> _Passage to read_

— start —

Tuesday, September 11, 2007

3 Quest for Spinach

The O'Sullivan model predicts that people choose their communication medium based on the valence and locus of their message. For example, if I'm delivering bad news about myself (negative valence, self locus) then I'm more likely to choose an impersonal and ambiguous medium than if I'm delivering good news about others (positive valence, other locus).

The problem with using this communication strategy is that although it's statically efficient, it's dynamically inefficient. That is, even though it may be helpful for your reputation in the short term, it may ultimately be damaging in the long term. Seth Godin, the famous marketing guru, provides some excellent insight into this on his blog:

I bought some spinach at the farmer's market yesterday. The fact that the woman who grew it is the same person as the woman who sold it to me made the transaction fundamentally different than buying the same spinach in a bag at the A&P. It's not really surprising that factory farming keeps serving us poisons and side effects. It's fundamentally anonymous. [...]

This is the giant advantage of the small. Small organizations have the privilege of looking their customers in the eye. Small doesn't necessarily mean small in numbers. It's an attitude. Does your organization require a form to get something done, or does one human choose to interact with another? Does bad news come in the form of memos that obfuscate the truth, or is it delivered face to face?

— end —

Copy everything in the post about choosing a communication medium from "The O'Sullivan model" down to "valence, other locus).", substituting "channel" for "medium".

> _Information shown_
— start —

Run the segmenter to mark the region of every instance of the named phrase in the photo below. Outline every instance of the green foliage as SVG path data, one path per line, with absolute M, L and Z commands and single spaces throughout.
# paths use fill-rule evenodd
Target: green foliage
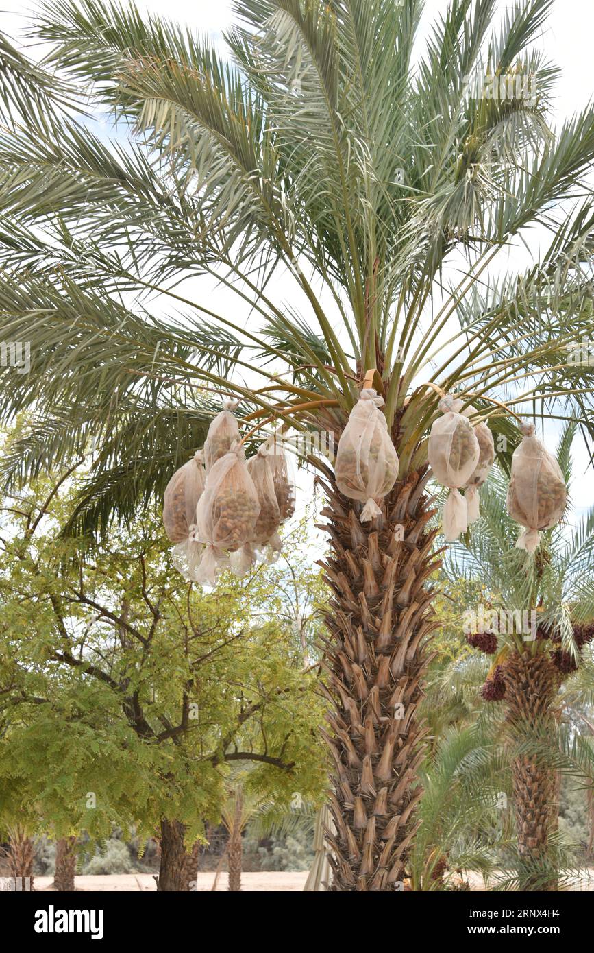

— end —

> _Answer to this problem_
The O'Sullivan model predicts that people choose their communication channel based on the valence and locus of their message. For example, if I'm delivering bad news about myself (negative valence, self locus) then I'm more likely to choose an impersonal and ambiguous channel than if I'm delivering good news about others (positive valence, other locus).